In terms of the approximate Newton framework, the chord iteration
involves errors $\|E_k\| = \|f'(x^k)-f'(x^0)\| \leq M \|e^0\|$.
Therefore, the iteration is guaranteed to converge for starting points
such that $\|e^0\| < 1/(3BM)$, and the error in successive iterates is
bounded by.
$$
  \|e^{k+1}\| \leq \left( \frac{BM(\|e^k\| + \|e^0\|)}{1-BM\|e^0\|}
  \right) \|e^k\| = O(\|e^0\| \|e^k\|).
$$

#### Questions

1.  Run the chord iterations from several different starting values of $\alpha$ to verify that the linear
    rate of convergence depends on the initial error.

(Data items)
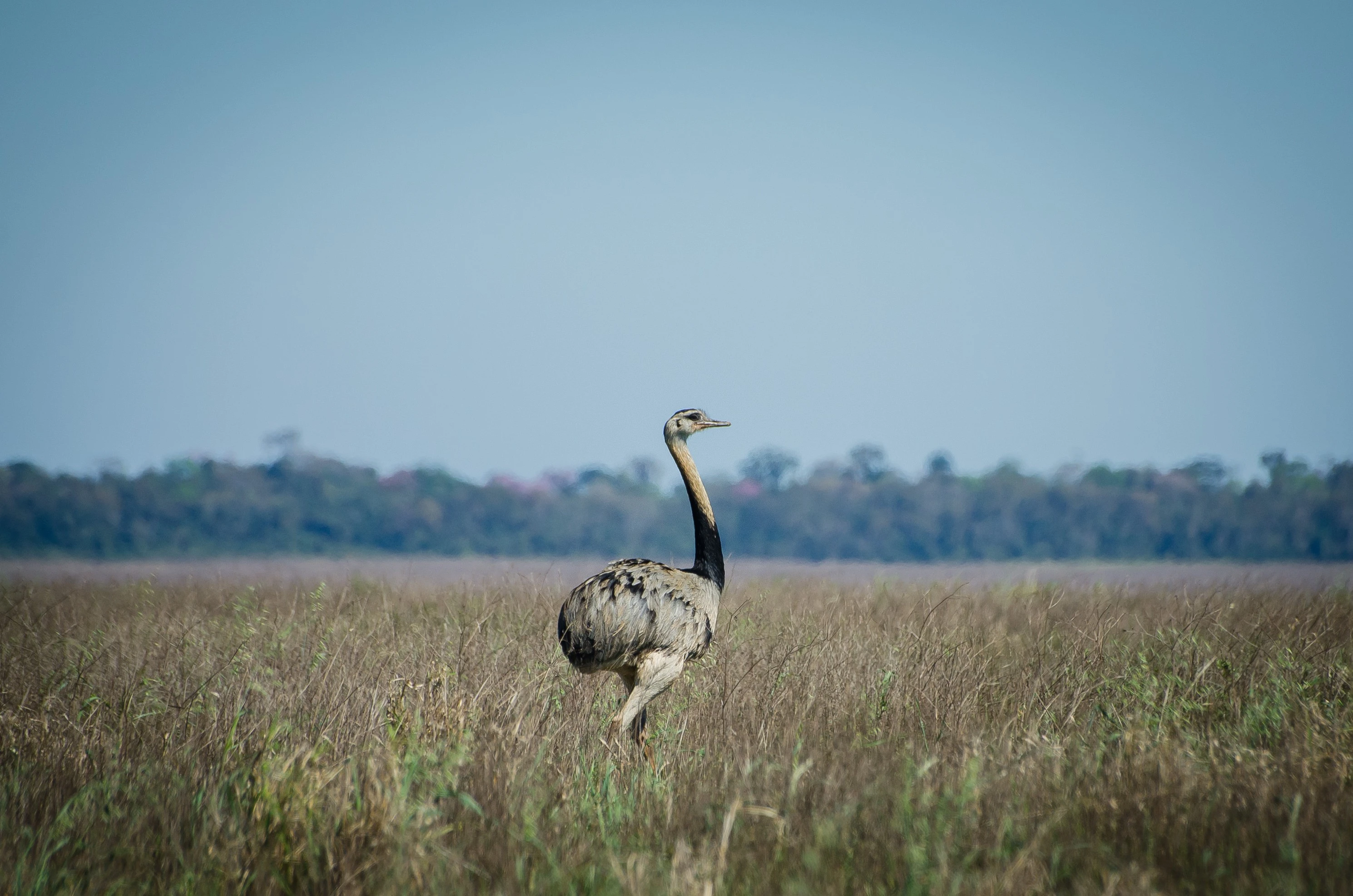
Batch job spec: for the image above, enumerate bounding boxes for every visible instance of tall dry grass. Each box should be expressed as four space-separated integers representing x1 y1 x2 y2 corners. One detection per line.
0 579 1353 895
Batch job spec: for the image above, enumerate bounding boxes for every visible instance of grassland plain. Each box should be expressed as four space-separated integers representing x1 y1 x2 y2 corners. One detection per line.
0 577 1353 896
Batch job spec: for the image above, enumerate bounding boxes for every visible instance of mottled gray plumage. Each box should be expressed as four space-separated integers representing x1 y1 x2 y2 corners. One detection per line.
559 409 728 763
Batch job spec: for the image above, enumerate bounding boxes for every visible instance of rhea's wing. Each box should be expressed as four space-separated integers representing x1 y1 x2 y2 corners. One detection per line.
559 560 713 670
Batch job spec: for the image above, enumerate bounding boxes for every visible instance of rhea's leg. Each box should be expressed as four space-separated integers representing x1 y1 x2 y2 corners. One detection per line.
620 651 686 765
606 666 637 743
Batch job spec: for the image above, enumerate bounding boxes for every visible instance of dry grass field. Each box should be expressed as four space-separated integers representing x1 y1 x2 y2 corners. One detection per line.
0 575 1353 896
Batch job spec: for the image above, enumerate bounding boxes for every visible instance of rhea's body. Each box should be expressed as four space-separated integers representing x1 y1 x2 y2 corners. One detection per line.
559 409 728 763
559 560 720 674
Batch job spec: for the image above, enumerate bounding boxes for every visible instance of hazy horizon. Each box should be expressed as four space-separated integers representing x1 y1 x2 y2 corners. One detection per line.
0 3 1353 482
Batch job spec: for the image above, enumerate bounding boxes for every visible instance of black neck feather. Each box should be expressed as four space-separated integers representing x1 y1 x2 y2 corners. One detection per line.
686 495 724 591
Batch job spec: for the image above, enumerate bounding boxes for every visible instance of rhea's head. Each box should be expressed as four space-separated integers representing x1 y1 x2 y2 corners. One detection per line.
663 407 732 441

Jobs =>
(a) Quote the passage on the chord iteration in full, word for word.
(b) Edit the entries starting at the line that contains "instance of dry" and ending at the last entry: replace each "enumerate" with "list" and leave everything else unchanged.

Results for each task =>
(a)
In terms of the approximate Newton framework, the chord iteration
involves errors $\|E_k\| = \|f'(x^k)-f'(x^0)\| \leq M \|e^0\|$.
Therefore, the iteration is guaranteed to converge for starting points
such that $\|e^0\| < 1/(3BM)$, and the error in successive iterates is
bounded by.
$$
  \|e^{k+1}\| \leq \left( \frac{BM(\|e^k\| + \|e^0\|)}{1-BM\|e^0\|}
  \right) \|e^k\| = O(\|e^0\| \|e^k\|).
$$

#### Questions

1.  Run the chord iterations from several different starting values of $\alpha$ to verify that the linear
    rate of convergence depends on the initial error.

(b)
Batch job spec: for the image above, list bounding boxes for every visible instance of dry grass field. Each box should be expressed as four space-separated integers representing x1 y1 x2 y2 corners. One detection per line.
0 575 1353 896
Batch job spec: for the image above, list bounding boxes for every visible instance of rhea's body. Each box should be expressed as four space-separated integers representing x1 y1 x2 y2 corners. One detection per line.
559 409 728 763
559 560 720 674
Batch job spec: for the image above, list bounding boxes for every visible instance of hazy horizon. Each box should be expressed as four space-separated integers representing x1 y1 x2 y2 corners. One detection per line.
0 3 1353 482
Batch job spec: for the image above, list bounding boxes for every visible instance of black neck feather. Each box should be expressed as four space-separated integers representing x1 y1 x2 y2 corners. One detection per line.
686 495 724 591
Batch job spec: for the image above, list bounding boxes for every visible instance of rhea's head. Each box should be expressed as four space-separated integers representing x1 y1 x2 y2 corners. One detection per line.
663 407 732 441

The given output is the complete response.